Yang Perlu Dikerjakan
• 1. Dalam tulisan tentang pertunjukan IBU, siapa nama asli tokoh utamanya?
• 2. Tuliskan kembali bagian dari tulisan tentang pertunjukan IBU, mulai dari "Tokoh utama dari" dan berakhir di "bisu yaitu Katrin.".
• 3. Tuliskan lanjutan tulisan tentang pertunjukan IBU setelah kalimat terakhirnya.

Minggu, 26 April 2015

Tugas Bahasa Indonesia, IBU : Mother Courage and Her Children



Pertunjukan ini diadaptasi dari karya Bertolt Brecht yang mengambil tema tentang perjuangan seorang Ibu dan tiga orang anaknya untuk bertahan pada  Perang Kristen keenam di Eropa yang berlangsung selama 30 tahun dari tahun 1618 – 1648.
Tokoh utama dari kisah ini adalah seorang Ibu yang bernama Anna Palini yang biasa disebut dengan nama Ibu Brani. Si Ibu punya tiga anak, dua lelaki, dan satu perempuan. Anak pertamanya namanya Elip, anak keduanya bernama Keju Swiss yang biasa dipanggil Fejos, dan anak ketiganya yang bisu yaitu Katrin.
Nano Riantiarno, sutradara sekaligus pemilik Teater Koma menyadurnya kembali dan mengadaptasinya menjadi rasa Indonesia. Percampuran Jerman dan Indonesia disajikan lewat kostum, lagu, juga ornament seperti padi, tebu, terong, bawang, cabe, ketela, ubi kayu yang ada di pentas. Selain itu istilah dan nama pemain yang juga disesuaikan dengan lidah Indonesia.

[Item yang tersimpan dari sebuah koleksi]
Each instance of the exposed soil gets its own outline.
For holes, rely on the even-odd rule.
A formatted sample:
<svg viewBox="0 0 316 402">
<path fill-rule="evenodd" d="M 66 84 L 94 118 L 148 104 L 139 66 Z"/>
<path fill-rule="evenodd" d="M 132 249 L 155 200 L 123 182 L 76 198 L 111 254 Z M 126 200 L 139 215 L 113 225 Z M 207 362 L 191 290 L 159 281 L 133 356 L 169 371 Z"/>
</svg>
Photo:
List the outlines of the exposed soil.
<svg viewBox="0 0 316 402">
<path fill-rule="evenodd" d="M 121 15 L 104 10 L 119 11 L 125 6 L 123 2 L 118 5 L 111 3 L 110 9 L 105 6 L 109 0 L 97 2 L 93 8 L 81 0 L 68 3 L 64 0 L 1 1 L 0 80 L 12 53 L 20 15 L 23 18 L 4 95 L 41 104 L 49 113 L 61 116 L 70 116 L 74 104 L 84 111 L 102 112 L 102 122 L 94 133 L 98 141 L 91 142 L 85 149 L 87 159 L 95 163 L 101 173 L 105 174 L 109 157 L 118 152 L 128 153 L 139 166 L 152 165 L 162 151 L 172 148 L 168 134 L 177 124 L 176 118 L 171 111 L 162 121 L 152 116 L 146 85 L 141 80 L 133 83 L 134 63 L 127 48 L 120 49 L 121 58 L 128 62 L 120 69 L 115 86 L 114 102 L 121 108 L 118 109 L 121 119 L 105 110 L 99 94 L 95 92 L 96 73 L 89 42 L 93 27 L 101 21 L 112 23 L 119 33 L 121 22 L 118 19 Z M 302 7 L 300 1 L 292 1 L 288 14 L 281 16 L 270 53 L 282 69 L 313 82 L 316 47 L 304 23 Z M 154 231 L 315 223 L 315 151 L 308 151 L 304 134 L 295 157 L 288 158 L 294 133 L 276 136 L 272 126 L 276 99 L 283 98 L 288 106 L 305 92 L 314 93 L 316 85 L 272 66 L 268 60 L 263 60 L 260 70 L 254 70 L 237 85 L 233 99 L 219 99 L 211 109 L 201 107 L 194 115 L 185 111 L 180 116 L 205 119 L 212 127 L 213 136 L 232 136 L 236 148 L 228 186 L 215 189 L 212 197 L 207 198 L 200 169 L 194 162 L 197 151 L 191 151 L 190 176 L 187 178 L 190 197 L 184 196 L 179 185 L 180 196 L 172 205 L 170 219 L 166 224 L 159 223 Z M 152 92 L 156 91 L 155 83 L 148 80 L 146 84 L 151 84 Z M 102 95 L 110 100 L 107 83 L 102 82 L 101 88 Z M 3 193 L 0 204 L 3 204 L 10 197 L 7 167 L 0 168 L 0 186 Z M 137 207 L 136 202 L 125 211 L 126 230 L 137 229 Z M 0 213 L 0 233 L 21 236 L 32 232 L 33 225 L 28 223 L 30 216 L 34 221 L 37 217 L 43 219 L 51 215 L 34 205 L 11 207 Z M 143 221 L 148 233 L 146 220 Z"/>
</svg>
* * *
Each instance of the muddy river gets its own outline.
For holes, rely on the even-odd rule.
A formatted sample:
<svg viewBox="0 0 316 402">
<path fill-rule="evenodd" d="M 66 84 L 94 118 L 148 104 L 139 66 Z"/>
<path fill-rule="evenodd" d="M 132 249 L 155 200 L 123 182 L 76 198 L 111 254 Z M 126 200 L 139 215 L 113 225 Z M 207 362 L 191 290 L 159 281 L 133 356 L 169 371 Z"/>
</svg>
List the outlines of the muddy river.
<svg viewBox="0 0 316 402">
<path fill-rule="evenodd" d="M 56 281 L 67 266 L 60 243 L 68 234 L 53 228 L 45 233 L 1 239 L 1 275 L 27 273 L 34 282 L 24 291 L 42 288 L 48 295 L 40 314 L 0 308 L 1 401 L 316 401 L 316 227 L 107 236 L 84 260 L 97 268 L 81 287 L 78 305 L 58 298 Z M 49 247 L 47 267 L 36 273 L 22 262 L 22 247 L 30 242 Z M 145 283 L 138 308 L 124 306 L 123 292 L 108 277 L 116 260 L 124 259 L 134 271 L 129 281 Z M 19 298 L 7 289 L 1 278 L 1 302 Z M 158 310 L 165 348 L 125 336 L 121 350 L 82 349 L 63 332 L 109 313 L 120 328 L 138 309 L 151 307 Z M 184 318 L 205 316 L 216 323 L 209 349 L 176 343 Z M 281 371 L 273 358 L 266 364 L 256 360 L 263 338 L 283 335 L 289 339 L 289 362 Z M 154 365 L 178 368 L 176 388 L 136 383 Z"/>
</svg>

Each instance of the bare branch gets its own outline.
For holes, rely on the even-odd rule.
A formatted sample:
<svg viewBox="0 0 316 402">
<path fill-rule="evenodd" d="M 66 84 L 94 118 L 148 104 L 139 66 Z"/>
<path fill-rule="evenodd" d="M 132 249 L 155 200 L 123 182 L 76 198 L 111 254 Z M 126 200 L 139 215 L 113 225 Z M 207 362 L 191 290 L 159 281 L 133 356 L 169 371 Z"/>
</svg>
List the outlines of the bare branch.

Daftar Jawaban
• 1. Anna Palini, yang biasa disebut Ibu Brani.

• 2.
Tokoh utama dari kisah ini adalah seorang Ibu yang bernama Anna Palini yang biasa disebut dengan nama Ibu Brani. Si Ibu punya tiga anak, dua lelaki, dan satu perempuan. Anak pertamanya namanya Elip, anak keduanya bernama Keju Swiss yang biasa dipanggil Fejos, dan anak ketiganya yang bisu yaitu Katrin.

• 3.
Kisah perang berbau agama di Eropa itu memang bisa dibilang jauh dari Nusantara, dari segi waktu pun dari segi masalah. Namun persoalan perang ini ditarik menjadi perang yang bisa terjadi di mana pun, terutama yang menyangkut kekuasaan. Penonton diajak merenungkan apakah memang ada yang benar-benar meraih untung dalam perang?
Dalam konteks kekinian, lakon ini diarahkan pada pemilu 2014 yang menurut Nano, juga termasuk ‘perang’ dalam bentuk berbeda. Maka “Ibu” tak lagi sekedar ibu biologis tapi dipersonifikasikan dalam makna yang lebih luas, bisa menjadi Negara dengan rakyatnya. “Siapakah Ibu kita sekarang ini??? ini pertanyaan yang sungguh serius, kata Nano.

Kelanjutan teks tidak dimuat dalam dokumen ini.